◆ **PROBLEM**
Your task is to write out the lines from the line containing "this form: (1121,660)." through the last line of the material, exactly.

◆ **DATA ROWS**
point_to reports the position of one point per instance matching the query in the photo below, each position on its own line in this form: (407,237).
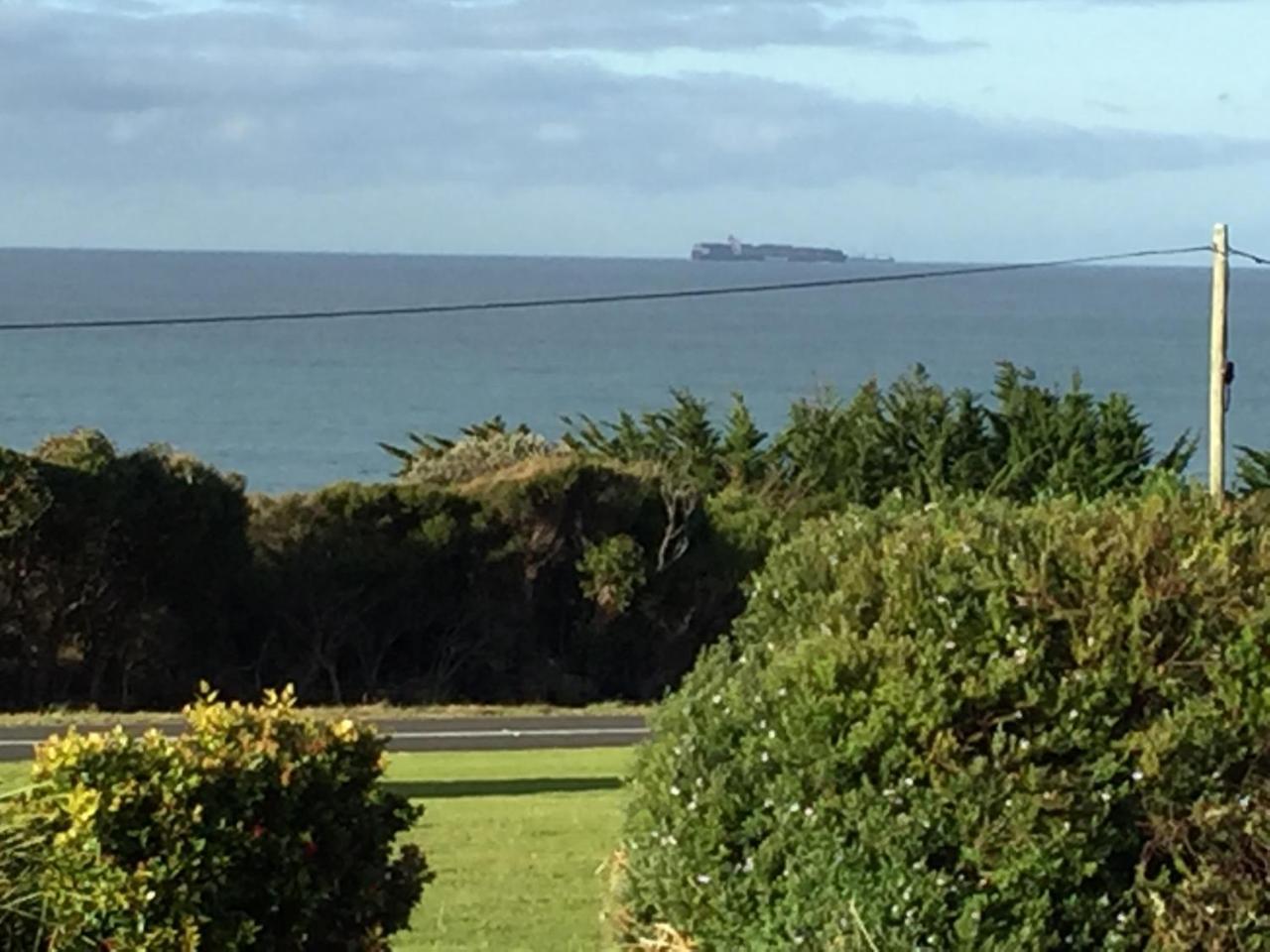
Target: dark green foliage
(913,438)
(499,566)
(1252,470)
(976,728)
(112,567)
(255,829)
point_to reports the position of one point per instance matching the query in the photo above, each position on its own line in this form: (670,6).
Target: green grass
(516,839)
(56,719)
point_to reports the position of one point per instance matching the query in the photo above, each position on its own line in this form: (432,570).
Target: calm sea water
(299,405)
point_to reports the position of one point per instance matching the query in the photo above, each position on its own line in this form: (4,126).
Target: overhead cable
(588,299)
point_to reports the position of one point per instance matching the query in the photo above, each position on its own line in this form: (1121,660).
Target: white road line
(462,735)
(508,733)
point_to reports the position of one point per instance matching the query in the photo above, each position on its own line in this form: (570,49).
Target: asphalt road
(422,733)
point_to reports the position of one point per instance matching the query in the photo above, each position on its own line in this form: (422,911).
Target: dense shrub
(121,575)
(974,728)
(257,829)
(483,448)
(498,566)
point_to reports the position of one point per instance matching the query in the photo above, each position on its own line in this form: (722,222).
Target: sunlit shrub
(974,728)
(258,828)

◆ **PROBLEM SOLUTION**
point_to reports the position of one point per instance matching the query in the photo above, each position on its own line in this form: (1121,660).
Target: white road line
(462,735)
(508,733)
point_to reports the position of one point per instance matching the query in the photo above, each position on its own line in this form: (570,49).
Target: asphalt road
(422,733)
point_to reports the position of one point per instance matching the query in the photo above, each position on its own line in this form: (422,911).
Target: dense shrub
(121,575)
(974,728)
(257,829)
(483,448)
(498,566)
point_to reports the position of one point per instance matching the query in the photo above, each position on its own line in this form: (722,222).
Target: sunlit shrub
(974,728)
(258,828)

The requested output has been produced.